◆ REQUIRED WORK
Determine how many lines in the data below contain "positive" and write only that number.

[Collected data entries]
******

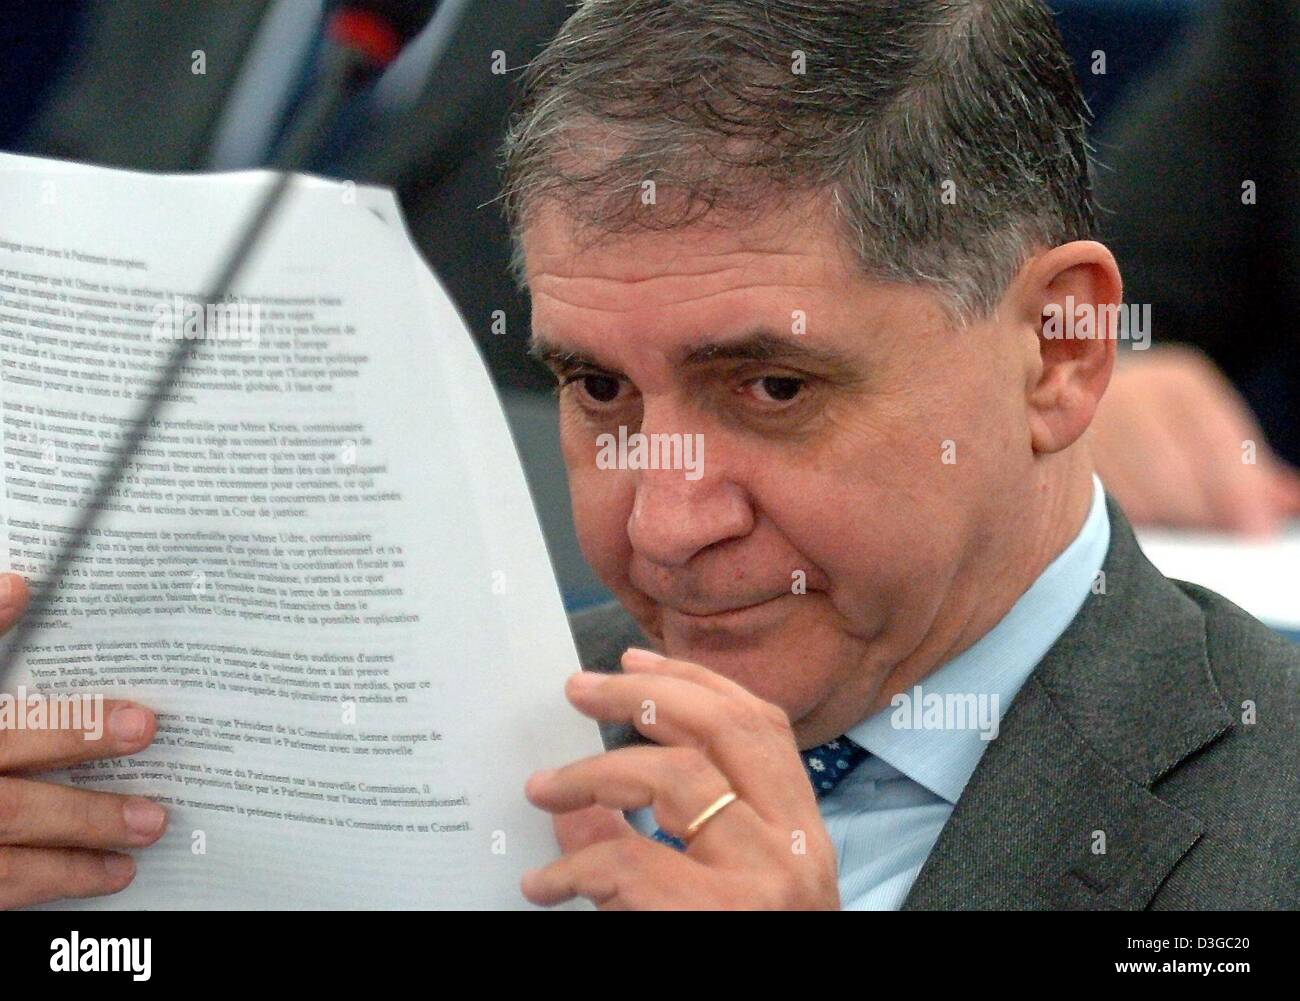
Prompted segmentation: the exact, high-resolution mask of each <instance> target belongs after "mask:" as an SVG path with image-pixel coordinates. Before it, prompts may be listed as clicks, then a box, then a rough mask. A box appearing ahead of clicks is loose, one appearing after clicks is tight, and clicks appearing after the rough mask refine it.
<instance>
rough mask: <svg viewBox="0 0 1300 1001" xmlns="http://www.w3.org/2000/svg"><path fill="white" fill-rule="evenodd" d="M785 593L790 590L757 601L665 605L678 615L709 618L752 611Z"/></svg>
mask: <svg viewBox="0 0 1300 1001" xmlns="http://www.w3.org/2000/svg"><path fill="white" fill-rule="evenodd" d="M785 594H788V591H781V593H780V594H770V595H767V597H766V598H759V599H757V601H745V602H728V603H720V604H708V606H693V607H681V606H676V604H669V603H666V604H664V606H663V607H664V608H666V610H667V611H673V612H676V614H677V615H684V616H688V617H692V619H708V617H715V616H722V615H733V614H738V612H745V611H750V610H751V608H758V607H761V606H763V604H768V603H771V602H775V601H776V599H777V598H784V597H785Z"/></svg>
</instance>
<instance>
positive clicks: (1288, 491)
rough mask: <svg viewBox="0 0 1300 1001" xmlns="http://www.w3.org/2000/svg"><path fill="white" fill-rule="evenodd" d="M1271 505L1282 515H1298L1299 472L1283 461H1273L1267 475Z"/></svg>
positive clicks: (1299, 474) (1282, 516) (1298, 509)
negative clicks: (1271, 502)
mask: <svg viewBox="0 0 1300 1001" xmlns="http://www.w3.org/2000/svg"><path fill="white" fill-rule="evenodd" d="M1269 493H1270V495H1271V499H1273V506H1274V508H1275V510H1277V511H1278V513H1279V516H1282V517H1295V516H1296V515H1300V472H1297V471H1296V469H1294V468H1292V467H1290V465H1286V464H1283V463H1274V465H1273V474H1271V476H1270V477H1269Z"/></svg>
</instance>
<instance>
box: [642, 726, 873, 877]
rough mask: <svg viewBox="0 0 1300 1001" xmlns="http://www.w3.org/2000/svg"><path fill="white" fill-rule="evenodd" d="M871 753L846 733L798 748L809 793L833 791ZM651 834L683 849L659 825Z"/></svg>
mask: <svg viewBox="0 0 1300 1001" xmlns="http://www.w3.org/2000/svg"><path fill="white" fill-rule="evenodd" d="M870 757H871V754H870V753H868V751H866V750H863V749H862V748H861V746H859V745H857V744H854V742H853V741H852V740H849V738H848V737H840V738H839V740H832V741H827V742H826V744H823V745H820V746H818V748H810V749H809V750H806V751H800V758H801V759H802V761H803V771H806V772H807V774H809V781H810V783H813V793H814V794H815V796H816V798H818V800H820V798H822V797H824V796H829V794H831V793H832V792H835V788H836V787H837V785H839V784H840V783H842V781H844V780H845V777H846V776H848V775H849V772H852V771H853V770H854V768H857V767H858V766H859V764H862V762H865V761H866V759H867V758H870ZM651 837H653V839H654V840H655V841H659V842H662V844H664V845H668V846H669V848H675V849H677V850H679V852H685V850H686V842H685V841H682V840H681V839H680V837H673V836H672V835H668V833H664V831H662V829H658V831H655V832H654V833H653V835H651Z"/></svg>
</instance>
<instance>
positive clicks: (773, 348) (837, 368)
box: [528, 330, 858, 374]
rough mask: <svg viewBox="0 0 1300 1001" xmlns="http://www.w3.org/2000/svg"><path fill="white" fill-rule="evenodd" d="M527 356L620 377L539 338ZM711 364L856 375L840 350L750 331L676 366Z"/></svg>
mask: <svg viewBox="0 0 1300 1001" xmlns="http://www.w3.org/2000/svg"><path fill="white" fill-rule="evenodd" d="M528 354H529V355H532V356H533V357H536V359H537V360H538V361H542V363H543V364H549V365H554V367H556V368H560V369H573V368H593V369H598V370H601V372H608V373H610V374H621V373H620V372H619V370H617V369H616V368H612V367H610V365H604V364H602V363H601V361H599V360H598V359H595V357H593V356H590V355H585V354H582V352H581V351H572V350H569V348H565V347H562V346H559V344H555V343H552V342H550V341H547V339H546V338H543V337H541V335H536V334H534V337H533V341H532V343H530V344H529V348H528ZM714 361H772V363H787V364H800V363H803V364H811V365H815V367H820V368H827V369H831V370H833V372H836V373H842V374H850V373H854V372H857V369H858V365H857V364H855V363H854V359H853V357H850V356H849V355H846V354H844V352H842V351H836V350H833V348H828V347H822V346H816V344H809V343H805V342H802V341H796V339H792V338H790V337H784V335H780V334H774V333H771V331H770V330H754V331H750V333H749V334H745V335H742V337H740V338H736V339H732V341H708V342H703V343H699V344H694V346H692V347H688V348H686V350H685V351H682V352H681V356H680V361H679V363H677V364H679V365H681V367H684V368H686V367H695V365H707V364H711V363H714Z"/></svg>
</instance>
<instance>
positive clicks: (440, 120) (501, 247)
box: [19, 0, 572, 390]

******

◆ RESULT
4